→ PASSAGE PROVIDED
····················

Major-General Cyril Ernest Napier Lomax,  (28 June 1893 – 30 August 1973) was an officer in the British Army during the First World War and Second World War. During the latter he commanded the 16th Infantry Brigade in North Africa and the Middle East, and later commanded the 26th Indian Infantry Division in the Burma Campaign, gaining the approval of Field Marshal Sir William Slim.

Early life and First World War
Born in Kings Norton, Worcestershire, on 28 June 1893, the eldest of three sons of Daniel Alexander Napier Lomax and Emma Annette Morris, Cyril Lomax was educated at Marlborough College. He attended the Royal Military College, Sandhurst and was commissioned as a second lieutenant into the Welch Regiment in September 1912. He was posted to the regiment's 2nd Battalion, then serving in Bordon, Hampshire, as part of the 3rd Brigade, part of Major-General Samuel Lomax's 1st Division.

Shortly after the First World War began in August 1914 (see British entry into World War I) Lomax's battalion, along with the rest of the division, was sent to France, arriving at Le Havre on 14 August. He was promoted to lieutenant on 1 November 1914, and served with his battalion throughout 1915 and 1916.

In August 1916, by which time he had been awarded the Military Cross, Lomax was appointed second in command of the 20th (Service) Battalion, Manchester Regiment, a Kitchener's Army unit, with the rank of temporary major. He was promoted to temporary lieutenant colonel in June 1917 to command the battalion. He was mentioned in despatches five times throughout the war.

Between the wars
Having been awarded the Distinguished Service Order during his period in command, Lomax left the 21st Battalion of the Manchester Regiment in June 1919 and reverted from the temporary rank of lieutenant colonel to his substantive rank of captain. In December 1919 he was appointed adjutant of the Welch Regiment.

In April 1923, Lomax relinquished his appointment as adjutant of the 3rd Battalion, and returned to his regiment. In March 1924 he was appointed adjutant of the 6th Battalion, The Welch Regiment. In March 1928 Lomax finished his spell as adjutant of the 6th Battalion, The Welch Regiment.

····················

→ DATASET EXTRACT
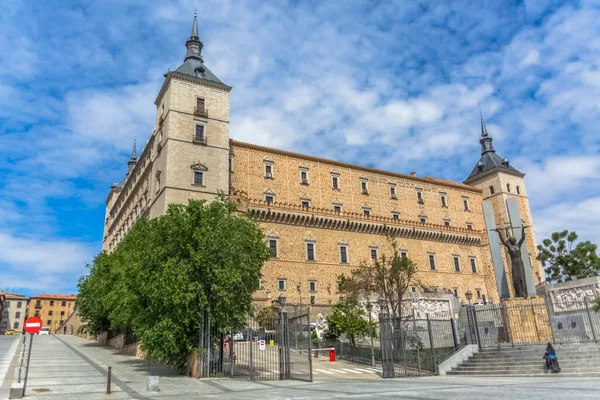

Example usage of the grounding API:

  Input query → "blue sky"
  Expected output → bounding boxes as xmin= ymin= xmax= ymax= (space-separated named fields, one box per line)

xmin=0 ymin=0 xmax=600 ymax=294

····················

→ REQUEST 1
Name every military rank that the Lomax biography says Lomax himself held.
→ REQUEST 2
Continue the Lomax biography from its final sentence about March 1928.

→ WRITTEN RESPONSE 1
- Major-General
- second lieutenant
- lieutenant
- temporary major
- temporary lieutenant colonel
- captain

→ WRITTEN RESPONSE 2
In November 1932, Lomax was promoted to major and in January 1935 he was made a brevet lieutenant colonel. He was promoted to lieutenant colonel in November 1936 and given command of the 2nd Battalion, The Welch Regiment in India.

From March to October 1938, Lomax also commanded of the Delhi Independent Brigade Area with a local rank of brigadier. He was promoted full colonel in July 1939, and was given command of 16th Infantry Brigade, taking over from Brigadier John Evetts, in Palestine, during the final stages of the Arab revolt in Palestine, with the temporary rank of brigadier.

Second World War
In September 1940, a year after the Second World War began, Lomax's brigade was sent to Egypt to join Western Desert Force. For Operation Compass in December the brigade was attached to the Indian 4th Infantry Division which had been short a brigade. They saw action in a successful attack on the Italian positions at Sidi Barrani. In mid-December the 4th Indian Division was sent to East Africa and 16th Brigade most of the ensuing period in reserve until mid February when it was withdrawn back to Egypt to join the reforming 6th Infantry Division. For his services from December 1940 to February 1941 Lomax was appointed a Commander of the Order of the British Empire.

The 16th Brigade was ordered forward in mid June 1941 as reinforcement to the forces advancing north against Vichy-controlled Syria and Lebanon. They experienced hard fighting until the Vichy surrender on 11 July.

In September, the 70th Infantry Division (the re-designated 6th Division) was shipped to Tobruk to replace the besieged 9th Australian Division. During Operation Crusader the brigade's battalions were involved in the break-out from Tobruk to link with the New Zealand Division on the night of 26 November. However, a permanent relief of Tobruk was not achieved until a week later.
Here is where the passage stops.